• _Task statement_: Lay out the lines of the material as a numbered list, leaving out blank lines, starting at the line that contains "Spot the red" and ending at the final line of the material. Include both of these lines and nothing outside that range.

(Object position labeling material)
=======
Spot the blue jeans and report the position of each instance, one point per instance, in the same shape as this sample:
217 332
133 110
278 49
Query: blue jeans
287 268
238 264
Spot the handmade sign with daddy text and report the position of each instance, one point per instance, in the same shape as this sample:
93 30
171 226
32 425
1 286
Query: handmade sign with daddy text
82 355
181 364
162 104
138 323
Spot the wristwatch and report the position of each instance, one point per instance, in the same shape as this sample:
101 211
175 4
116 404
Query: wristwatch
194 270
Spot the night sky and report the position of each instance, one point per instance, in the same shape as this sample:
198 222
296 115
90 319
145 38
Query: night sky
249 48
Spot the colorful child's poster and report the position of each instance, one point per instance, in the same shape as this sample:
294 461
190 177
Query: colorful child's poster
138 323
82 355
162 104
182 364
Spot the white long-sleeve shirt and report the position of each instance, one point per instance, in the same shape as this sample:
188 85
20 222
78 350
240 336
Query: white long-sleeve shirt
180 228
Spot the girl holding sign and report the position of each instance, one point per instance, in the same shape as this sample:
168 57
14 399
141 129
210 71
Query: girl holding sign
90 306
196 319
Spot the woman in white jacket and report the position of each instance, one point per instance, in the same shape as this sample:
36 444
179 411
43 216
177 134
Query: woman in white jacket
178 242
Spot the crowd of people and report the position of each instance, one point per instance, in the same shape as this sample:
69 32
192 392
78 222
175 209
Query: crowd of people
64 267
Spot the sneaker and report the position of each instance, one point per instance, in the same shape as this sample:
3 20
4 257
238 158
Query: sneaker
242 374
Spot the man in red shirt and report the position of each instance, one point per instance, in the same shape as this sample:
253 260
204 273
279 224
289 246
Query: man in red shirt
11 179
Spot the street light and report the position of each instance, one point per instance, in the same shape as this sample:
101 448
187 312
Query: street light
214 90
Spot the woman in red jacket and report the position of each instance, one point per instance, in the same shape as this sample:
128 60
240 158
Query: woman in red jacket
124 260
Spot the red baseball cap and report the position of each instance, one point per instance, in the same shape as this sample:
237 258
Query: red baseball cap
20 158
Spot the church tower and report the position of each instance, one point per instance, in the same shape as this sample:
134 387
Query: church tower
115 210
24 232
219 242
=======
• _Response to this exercise_:
1. Spot the red baseball cap and report the position of each instance, one point per instance, in the same shape as this sample:
2. 237 258
3. Query: red baseball cap
4. 20 158
5. Spot the church tower and report the position of each instance, one point per instance, in the same shape as this sample:
6. 134 387
7. Query: church tower
8. 115 210
9. 24 232
10. 219 242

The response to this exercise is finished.